SET PROBLEM –
Locate the line that contains "Could you please spot the white tablecloth", then copy it and all later lines of the data below exactly, through the last one.

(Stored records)
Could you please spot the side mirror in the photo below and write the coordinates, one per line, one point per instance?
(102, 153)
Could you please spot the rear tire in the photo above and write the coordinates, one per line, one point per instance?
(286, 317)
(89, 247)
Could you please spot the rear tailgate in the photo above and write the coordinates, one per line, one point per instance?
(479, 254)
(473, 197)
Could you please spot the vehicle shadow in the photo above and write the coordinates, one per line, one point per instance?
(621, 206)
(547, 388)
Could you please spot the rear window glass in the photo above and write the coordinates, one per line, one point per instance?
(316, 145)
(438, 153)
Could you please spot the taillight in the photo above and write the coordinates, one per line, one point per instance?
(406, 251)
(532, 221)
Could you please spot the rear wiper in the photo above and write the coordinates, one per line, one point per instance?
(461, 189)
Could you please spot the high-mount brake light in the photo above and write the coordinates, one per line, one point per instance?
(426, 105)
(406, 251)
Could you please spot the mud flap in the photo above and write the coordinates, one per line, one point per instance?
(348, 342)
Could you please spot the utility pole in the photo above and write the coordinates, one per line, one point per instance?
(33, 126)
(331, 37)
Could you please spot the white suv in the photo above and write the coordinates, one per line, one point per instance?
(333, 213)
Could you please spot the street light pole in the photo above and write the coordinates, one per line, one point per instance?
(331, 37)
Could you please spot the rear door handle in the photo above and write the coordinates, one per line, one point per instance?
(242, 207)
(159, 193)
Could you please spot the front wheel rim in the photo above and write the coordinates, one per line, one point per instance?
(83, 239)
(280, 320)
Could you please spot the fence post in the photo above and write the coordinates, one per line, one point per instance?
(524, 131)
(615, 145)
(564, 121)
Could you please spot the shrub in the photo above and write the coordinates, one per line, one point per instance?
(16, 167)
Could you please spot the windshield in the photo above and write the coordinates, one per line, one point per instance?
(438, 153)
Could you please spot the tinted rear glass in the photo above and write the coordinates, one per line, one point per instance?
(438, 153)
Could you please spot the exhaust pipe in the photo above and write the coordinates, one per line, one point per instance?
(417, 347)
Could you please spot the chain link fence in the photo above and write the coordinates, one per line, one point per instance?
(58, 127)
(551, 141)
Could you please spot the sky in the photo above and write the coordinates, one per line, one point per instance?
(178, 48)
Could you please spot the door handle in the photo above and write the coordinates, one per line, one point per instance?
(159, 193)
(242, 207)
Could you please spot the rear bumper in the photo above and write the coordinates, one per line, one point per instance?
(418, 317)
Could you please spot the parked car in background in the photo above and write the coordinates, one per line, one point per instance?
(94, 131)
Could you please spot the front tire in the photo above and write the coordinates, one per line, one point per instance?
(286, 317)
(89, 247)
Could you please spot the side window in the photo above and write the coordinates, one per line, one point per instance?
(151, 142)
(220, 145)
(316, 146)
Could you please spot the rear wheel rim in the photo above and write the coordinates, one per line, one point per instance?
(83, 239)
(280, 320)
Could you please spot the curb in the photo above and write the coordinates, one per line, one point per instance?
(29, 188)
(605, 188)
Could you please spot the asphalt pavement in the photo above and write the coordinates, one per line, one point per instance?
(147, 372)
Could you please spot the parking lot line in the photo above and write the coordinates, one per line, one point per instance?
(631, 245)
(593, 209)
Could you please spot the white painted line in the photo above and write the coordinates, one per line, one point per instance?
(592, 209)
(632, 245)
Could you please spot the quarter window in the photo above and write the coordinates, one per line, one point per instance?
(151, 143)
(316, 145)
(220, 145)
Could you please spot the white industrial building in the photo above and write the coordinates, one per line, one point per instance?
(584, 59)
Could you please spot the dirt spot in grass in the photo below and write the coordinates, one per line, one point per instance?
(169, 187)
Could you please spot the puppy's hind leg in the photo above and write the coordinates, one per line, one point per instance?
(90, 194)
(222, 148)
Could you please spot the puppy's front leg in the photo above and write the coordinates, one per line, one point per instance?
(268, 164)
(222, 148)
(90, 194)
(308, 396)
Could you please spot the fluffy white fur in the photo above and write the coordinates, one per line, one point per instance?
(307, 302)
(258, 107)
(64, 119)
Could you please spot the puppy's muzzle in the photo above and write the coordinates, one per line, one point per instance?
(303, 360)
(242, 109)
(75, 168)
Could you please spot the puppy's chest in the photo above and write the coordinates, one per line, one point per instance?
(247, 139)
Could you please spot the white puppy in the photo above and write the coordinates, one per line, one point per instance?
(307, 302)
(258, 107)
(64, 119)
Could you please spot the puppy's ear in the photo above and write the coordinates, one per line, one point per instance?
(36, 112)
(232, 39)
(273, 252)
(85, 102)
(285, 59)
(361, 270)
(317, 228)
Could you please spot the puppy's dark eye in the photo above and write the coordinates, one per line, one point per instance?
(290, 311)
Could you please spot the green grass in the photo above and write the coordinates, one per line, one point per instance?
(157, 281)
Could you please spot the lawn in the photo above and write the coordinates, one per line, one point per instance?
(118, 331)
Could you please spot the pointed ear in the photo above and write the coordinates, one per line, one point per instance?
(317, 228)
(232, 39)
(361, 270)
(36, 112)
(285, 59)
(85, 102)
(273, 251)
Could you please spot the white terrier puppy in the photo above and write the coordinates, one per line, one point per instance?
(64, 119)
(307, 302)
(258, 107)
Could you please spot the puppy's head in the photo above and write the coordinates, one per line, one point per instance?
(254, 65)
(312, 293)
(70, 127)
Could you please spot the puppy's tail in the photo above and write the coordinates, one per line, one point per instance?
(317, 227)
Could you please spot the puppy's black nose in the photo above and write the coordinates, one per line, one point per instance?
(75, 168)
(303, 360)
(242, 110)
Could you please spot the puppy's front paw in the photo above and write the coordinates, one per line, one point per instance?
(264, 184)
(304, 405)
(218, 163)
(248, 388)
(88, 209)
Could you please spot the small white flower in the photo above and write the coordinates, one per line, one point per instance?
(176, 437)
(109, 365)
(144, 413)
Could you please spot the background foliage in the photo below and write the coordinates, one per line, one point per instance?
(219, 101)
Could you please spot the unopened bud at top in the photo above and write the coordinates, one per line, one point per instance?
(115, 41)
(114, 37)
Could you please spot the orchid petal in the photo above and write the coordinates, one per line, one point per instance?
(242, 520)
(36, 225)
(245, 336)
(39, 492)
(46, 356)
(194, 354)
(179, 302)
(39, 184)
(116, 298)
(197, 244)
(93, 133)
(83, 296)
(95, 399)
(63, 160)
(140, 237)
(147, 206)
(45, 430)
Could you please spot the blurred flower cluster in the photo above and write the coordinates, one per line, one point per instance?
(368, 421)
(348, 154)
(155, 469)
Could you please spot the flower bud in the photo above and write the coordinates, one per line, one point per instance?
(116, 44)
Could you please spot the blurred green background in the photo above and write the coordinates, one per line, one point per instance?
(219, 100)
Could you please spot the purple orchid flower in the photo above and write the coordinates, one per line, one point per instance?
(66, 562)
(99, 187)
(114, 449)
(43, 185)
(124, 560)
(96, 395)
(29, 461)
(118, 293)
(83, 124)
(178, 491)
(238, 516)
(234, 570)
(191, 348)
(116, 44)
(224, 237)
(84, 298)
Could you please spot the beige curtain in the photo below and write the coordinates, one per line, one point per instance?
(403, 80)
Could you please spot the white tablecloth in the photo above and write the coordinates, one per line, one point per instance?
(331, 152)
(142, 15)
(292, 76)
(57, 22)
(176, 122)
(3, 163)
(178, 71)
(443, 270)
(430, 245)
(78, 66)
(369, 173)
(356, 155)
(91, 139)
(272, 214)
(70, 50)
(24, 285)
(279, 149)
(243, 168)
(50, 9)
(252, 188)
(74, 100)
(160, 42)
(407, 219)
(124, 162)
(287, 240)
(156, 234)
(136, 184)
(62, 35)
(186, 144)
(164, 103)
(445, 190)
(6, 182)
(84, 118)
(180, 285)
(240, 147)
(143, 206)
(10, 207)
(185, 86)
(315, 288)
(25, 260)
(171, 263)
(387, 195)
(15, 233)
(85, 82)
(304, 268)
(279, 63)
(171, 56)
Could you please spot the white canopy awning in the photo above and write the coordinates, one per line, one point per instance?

ANSWER TO THE TASK –
Could you please spot the white tablecloth in the photo above and write the coordinates, one per line, one point per instance?
(331, 152)
(142, 15)
(292, 76)
(57, 22)
(176, 122)
(3, 163)
(178, 71)
(443, 270)
(430, 245)
(78, 66)
(369, 173)
(356, 155)
(91, 139)
(272, 214)
(70, 50)
(24, 285)
(279, 149)
(243, 168)
(50, 9)
(252, 188)
(74, 100)
(160, 42)
(407, 219)
(124, 162)
(287, 240)
(156, 234)
(136, 184)
(62, 35)
(186, 144)
(164, 103)
(445, 190)
(6, 182)
(84, 118)
(180, 285)
(240, 147)
(143, 206)
(10, 207)
(185, 86)
(315, 288)
(25, 260)
(171, 263)
(387, 195)
(15, 233)
(85, 82)
(304, 268)
(279, 63)
(171, 56)
Could you please spot the white canopy awning in the photo above and write the coordinates, one per line, one point per instance?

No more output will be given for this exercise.